- PROBLEM TO WORK ON: Extract every line of the entries below and reproduce each one verbatim, in its original order.

- TASK INPUTS:
-=-=-=-=-
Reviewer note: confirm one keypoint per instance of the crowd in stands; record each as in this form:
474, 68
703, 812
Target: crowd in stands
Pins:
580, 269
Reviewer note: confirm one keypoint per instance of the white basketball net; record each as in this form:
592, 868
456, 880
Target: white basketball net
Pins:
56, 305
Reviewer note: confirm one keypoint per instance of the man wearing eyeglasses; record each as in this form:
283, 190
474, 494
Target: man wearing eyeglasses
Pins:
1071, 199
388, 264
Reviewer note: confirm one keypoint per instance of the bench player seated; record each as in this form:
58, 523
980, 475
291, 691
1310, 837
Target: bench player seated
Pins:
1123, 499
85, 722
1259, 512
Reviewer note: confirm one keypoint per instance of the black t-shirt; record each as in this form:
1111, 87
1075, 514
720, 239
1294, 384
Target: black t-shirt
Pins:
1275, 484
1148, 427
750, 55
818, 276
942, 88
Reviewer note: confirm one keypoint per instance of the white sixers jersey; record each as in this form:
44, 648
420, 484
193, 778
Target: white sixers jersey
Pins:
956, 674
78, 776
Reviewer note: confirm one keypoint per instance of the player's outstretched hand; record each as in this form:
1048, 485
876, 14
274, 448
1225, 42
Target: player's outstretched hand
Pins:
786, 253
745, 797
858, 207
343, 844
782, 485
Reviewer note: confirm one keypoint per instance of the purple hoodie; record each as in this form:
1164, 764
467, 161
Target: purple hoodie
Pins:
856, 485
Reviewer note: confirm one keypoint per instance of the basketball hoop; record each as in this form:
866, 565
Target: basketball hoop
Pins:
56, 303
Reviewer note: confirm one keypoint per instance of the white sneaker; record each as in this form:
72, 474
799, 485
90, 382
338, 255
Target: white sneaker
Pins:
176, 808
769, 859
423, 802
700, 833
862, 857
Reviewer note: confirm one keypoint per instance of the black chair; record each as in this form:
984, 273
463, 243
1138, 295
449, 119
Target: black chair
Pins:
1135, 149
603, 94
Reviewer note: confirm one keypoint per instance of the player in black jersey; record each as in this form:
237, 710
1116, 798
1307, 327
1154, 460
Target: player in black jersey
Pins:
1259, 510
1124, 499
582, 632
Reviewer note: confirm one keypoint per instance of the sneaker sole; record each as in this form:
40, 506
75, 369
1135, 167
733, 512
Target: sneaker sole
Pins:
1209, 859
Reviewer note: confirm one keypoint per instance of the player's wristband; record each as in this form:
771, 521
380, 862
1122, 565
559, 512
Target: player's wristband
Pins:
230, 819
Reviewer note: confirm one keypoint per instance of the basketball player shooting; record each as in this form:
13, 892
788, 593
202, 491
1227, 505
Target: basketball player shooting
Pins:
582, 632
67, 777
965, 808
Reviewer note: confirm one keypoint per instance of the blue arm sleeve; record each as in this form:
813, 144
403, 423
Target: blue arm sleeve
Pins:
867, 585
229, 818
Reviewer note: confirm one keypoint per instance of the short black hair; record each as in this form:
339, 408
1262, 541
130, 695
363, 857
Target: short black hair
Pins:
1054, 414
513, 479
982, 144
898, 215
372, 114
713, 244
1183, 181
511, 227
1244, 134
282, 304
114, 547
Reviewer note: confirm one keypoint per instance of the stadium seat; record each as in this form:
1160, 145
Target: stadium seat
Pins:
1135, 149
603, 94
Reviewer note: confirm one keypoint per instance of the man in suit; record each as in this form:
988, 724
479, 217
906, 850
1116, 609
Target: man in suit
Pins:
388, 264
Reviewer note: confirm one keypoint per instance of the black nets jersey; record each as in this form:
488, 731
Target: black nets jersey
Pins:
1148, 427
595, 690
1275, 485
-=-=-=-=-
- REPLY TO THE EXERCISE:
Reviewer note: confirm one keypoint per instance of the crowd in stands; record each as in this form:
474, 68
703, 812
Target: crowd in stands
Pins:
580, 269
Reviewer note: confirm one keypoint per instance of the white basketball net; record each as in this form:
592, 868
456, 880
Target: white basketball net
Pins:
56, 305
Reviewer note: confirm one keypoint per instance of the man wearing eyeglasses; record each as in this form:
283, 190
474, 494
Target: man wearing eyeglasses
Pins:
1071, 199
388, 264
Reviewer note: confirm one keypoint per instance of the bench player seated; record each as in this form:
58, 523
980, 475
291, 691
1310, 837
Target: bench player seated
Pins:
1123, 499
85, 722
1259, 512
Reviewer note: confirm one keypoint per instance of the black t-shirt; record each as in this form:
1111, 87
1075, 514
720, 239
1294, 384
Target: black t-shirt
Pins:
1275, 484
1148, 427
750, 55
818, 276
942, 88
Reviewer note: confirm one keypoint per instance of the white sixers jersey; record each as in this form:
44, 648
420, 484
193, 778
Target: white sixers jersey
Pins:
956, 674
78, 776
Reviewer note: confirm one keypoint per instance of the player's outstretched hand; record each as in this form:
1048, 485
876, 14
274, 448
1225, 42
Target: player's outstretched hand
Pins:
786, 253
745, 797
858, 207
343, 844
782, 485
Reviewer note: confirm one keypoint per instance of the purple hoodie; record each as in this form:
1164, 764
467, 161
Target: purple hoodie
Pins:
856, 485
Reviewer note: confirm one keypoint per instance of the basketball hoop; record each as in this form:
866, 565
Target: basketball hoop
Pins:
56, 303
Reviewer note: confirm one keypoint per instance of the white sneaker; record each as in this form:
72, 474
799, 485
90, 382
338, 255
Target: white sneaker
Pins:
176, 808
769, 859
423, 802
700, 833
862, 857
Reviewer note: confirm one keypoint per instance of the black chair; record each as in this form:
984, 273
463, 243
1138, 295
449, 119
Target: black chair
Pins:
1135, 149
603, 94
Reviewer note: confirm one keypoint per instance of the player in black jersey; record each as in this form:
237, 710
1116, 798
1307, 327
1154, 460
Target: player in black jersey
Pins:
1259, 510
1124, 499
582, 632
Reviewer note: confirm one keypoint per instance of the sneaker sole; record each as in this form:
40, 506
75, 369
1135, 167
733, 512
Target: sneaker sole
Pins:
1209, 859
Reviewer note: confirm one keypoint per instance of the player's wristband; record each as in this form:
771, 521
380, 862
1122, 565
559, 512
Target: player's wristband
Pins:
230, 819
Reviewer note: confirm one keypoint per instance of the basketball player shooting; record each as in this form:
13, 892
788, 593
202, 491
1227, 505
Target: basketball player shooting
Pins:
582, 632
67, 777
965, 808
Reviewer note: confirm one keypoint per instance of the blue arm sleeve; record each as in this form:
813, 144
403, 423
Target: blue arm sleeve
Pins:
867, 585
229, 818
Reviewer note: confirm one keypoint per instance of the short black hair; record each as in this form:
339, 408
1262, 541
130, 695
363, 857
Target: short black hair
Pins:
1054, 414
513, 479
982, 144
898, 215
372, 114
713, 244
1183, 181
511, 227
1244, 134
282, 304
114, 547
Reviewer note: confirm one keypoint per instance of the stadium seat; record each as in this form:
1160, 145
Target: stadium seat
Pins:
1135, 149
603, 94
Reviewer note: confirm one keypoint per instance of the man in suit; record each as in this form:
988, 724
479, 217
906, 850
1116, 609
Target: man in suit
Pins:
388, 264
Reviewer note: confirm one keypoint per instance of the black nets jersey; record each as in this form:
488, 731
Target: black nets jersey
Pins:
1148, 427
595, 690
1275, 485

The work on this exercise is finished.